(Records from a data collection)

========================

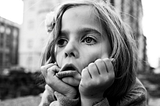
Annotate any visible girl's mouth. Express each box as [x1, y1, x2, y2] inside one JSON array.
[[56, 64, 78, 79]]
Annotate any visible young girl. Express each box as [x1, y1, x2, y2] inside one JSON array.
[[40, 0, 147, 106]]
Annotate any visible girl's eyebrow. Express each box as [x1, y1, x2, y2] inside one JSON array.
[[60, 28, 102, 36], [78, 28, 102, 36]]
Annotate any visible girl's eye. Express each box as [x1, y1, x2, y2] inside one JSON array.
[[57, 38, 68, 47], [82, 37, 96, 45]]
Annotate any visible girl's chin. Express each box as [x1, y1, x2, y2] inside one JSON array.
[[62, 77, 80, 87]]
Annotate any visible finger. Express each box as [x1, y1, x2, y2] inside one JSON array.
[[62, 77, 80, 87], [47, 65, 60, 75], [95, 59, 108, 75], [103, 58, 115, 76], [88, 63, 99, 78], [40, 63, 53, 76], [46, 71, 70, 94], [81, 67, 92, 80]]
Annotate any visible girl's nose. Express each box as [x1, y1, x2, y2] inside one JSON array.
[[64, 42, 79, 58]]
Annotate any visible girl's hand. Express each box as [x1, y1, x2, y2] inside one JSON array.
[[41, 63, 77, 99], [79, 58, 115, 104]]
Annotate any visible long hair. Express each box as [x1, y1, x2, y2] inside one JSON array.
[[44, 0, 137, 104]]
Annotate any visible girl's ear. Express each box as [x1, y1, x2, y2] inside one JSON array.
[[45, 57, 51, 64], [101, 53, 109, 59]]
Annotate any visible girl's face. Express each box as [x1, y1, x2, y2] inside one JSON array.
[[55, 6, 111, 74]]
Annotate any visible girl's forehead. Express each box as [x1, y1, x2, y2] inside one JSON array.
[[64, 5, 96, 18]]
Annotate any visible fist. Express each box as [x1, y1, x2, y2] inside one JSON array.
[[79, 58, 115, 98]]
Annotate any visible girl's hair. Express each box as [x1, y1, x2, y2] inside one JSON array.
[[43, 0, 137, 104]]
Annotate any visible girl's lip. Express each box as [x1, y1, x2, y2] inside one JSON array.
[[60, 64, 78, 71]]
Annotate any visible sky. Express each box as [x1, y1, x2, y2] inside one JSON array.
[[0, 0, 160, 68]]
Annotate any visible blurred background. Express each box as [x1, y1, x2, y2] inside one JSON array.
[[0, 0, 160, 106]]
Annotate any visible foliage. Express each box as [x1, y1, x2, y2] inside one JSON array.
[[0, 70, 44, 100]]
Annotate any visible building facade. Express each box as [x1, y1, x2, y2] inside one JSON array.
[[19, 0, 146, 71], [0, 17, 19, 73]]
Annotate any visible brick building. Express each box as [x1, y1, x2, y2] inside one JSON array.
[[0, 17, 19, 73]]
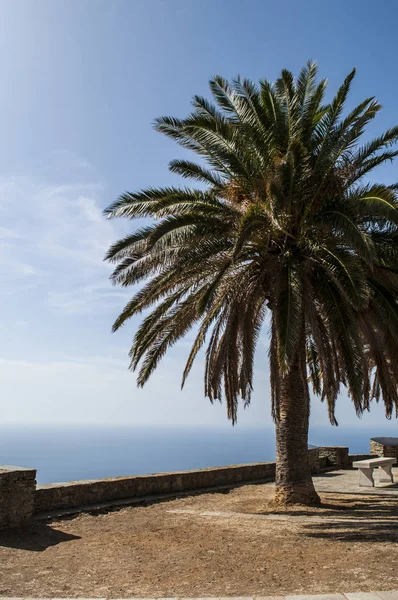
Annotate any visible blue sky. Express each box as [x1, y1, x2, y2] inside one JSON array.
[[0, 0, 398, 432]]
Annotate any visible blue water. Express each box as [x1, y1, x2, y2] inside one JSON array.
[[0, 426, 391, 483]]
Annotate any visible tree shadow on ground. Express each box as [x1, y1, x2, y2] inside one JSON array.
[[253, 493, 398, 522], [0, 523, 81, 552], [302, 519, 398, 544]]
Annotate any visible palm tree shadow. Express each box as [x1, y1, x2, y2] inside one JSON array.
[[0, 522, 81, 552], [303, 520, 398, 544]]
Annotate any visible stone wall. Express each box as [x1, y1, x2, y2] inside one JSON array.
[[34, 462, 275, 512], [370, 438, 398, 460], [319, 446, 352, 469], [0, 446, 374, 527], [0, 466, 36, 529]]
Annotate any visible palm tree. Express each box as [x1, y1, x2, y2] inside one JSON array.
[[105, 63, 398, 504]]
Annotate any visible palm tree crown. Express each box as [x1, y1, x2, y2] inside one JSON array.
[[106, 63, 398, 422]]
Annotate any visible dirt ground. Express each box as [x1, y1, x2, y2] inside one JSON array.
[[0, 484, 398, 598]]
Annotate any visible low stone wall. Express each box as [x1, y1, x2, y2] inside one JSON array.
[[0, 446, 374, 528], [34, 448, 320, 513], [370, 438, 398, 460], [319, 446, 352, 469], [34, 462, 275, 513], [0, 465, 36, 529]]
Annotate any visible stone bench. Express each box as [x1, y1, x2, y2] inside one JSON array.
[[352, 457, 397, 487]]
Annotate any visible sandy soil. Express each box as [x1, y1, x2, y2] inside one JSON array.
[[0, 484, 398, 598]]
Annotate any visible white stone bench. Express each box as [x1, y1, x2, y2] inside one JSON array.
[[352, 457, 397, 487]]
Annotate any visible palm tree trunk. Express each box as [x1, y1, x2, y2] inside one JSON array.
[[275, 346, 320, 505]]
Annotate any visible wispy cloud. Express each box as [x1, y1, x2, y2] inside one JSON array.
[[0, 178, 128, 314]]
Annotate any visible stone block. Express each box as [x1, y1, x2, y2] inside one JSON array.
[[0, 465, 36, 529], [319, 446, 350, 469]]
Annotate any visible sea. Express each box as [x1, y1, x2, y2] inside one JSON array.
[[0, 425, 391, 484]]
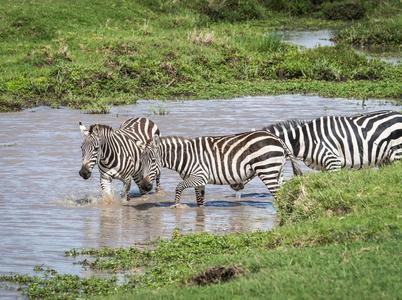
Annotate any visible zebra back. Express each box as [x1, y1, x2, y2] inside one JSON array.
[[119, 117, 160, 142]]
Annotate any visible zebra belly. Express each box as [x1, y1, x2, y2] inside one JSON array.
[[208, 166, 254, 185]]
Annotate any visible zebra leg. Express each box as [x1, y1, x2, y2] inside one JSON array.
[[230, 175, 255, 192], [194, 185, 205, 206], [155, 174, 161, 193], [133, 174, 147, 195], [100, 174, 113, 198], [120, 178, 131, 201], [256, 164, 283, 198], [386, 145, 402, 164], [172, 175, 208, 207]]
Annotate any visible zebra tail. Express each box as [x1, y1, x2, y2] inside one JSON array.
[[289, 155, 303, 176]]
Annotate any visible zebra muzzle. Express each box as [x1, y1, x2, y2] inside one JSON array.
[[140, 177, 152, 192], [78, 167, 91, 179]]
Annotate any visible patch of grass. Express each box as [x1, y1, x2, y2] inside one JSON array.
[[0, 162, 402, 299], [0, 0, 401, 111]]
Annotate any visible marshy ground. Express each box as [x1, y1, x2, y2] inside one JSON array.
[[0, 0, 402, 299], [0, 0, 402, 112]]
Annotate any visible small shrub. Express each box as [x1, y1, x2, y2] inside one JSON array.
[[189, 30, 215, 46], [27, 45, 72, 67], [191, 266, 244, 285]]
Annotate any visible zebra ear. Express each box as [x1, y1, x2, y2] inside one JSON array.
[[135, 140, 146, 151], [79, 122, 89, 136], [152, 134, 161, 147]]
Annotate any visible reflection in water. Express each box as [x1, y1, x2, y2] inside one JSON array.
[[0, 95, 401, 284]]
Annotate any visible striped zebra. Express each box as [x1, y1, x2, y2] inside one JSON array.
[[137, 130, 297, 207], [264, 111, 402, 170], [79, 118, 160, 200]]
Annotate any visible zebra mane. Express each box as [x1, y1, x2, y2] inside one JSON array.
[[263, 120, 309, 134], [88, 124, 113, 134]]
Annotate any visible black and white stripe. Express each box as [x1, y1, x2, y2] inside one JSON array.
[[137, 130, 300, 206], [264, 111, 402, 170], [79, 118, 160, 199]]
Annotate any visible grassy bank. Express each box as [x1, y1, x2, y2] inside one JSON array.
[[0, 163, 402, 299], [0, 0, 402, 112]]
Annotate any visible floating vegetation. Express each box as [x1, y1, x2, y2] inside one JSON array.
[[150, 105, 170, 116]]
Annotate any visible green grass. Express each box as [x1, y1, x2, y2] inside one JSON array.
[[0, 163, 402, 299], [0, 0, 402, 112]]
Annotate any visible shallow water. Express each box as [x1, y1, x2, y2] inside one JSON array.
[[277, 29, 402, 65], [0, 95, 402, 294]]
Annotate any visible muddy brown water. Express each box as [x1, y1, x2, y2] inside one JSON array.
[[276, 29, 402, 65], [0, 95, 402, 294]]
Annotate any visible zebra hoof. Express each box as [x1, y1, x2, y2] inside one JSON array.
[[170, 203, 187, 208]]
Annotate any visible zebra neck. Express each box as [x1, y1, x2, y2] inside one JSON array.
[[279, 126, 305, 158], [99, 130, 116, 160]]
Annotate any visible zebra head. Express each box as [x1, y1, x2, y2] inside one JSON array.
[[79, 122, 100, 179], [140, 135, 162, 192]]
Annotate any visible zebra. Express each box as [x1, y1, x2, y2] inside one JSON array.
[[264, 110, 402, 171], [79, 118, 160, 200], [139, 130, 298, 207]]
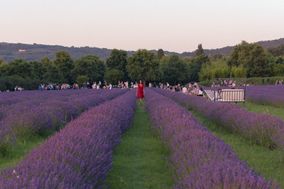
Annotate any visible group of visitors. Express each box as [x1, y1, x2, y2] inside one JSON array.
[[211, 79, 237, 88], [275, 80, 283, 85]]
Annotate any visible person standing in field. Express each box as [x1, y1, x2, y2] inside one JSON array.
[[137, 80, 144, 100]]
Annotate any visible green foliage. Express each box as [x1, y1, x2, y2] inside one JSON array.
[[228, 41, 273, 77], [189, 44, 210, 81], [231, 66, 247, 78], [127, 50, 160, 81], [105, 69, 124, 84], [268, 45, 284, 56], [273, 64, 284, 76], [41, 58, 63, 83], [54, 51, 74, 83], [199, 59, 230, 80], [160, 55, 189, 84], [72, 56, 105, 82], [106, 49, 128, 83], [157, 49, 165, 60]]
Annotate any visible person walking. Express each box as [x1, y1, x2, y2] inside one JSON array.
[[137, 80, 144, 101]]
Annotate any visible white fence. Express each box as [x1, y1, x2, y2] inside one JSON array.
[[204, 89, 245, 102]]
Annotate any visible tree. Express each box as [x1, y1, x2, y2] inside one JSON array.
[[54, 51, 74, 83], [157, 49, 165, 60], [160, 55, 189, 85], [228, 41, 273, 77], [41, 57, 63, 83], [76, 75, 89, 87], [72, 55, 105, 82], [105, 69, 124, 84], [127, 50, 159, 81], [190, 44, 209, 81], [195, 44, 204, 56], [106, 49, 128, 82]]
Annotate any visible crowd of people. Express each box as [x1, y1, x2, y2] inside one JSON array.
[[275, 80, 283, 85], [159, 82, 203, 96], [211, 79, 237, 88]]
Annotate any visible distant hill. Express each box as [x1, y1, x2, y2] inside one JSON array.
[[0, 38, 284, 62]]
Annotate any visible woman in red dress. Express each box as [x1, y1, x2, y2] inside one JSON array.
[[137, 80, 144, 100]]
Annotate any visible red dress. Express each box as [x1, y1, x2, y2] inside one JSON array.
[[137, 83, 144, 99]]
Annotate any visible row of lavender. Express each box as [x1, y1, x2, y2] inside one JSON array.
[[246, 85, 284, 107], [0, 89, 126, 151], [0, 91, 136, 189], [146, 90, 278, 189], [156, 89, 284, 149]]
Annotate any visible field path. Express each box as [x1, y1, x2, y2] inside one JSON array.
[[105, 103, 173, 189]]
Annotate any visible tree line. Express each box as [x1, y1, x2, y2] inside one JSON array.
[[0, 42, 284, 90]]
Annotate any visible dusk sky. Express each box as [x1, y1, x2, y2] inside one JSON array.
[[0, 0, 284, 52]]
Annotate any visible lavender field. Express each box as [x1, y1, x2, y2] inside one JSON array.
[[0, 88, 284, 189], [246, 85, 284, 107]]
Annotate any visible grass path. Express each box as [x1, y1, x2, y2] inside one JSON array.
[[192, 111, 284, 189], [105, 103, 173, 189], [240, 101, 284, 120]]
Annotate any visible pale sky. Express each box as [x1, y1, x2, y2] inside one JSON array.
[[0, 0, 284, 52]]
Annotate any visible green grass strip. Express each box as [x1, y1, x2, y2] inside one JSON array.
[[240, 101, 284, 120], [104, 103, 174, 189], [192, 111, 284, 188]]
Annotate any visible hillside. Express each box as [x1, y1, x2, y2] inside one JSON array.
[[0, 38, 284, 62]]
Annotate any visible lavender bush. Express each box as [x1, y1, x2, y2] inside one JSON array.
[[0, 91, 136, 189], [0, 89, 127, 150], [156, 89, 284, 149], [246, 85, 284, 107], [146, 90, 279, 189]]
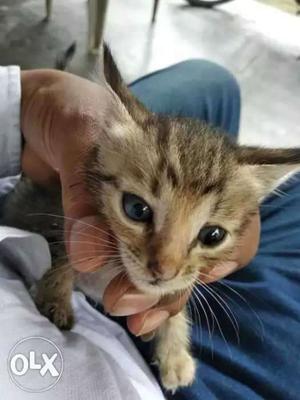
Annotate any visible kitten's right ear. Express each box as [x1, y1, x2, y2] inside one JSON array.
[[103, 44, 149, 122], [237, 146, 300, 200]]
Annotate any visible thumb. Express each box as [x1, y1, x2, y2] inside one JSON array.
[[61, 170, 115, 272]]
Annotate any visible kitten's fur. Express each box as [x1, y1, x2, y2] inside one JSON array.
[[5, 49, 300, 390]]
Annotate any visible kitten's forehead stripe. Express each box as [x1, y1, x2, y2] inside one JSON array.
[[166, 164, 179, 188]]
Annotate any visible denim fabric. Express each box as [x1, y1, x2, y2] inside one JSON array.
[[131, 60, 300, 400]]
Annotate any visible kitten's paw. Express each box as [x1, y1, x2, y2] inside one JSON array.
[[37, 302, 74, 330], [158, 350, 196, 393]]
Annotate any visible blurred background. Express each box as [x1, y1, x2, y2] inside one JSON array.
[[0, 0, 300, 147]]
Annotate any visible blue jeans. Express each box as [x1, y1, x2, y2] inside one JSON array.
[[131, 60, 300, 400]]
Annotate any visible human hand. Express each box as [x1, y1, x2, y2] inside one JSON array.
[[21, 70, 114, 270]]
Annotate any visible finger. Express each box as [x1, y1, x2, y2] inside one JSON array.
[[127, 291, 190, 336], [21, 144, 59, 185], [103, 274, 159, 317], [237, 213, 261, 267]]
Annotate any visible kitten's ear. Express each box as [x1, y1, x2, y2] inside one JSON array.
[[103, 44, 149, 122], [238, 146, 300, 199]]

========================

Tally the lines of the material that contain the string "stone", treating uppercase and lowercase as distinct, and give only the number.

# Written response
5